What is expected -
Extract every item below verbatim, reproducing each line without alteration.

Material supplied -
____________________

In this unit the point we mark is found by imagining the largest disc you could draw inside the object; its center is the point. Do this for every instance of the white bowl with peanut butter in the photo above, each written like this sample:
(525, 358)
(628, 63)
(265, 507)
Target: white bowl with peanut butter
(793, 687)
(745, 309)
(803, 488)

____________________

Answer to the task -
In this unit the point we mark is found by imagining the largest disc you could draw inside the object; its center is the point. Do this for every instance of the white bowl with peanut butter in the photo above, each written like this sample:
(525, 358)
(628, 63)
(265, 507)
Target: white bowl with peanut butter
(793, 687)
(745, 309)
(803, 488)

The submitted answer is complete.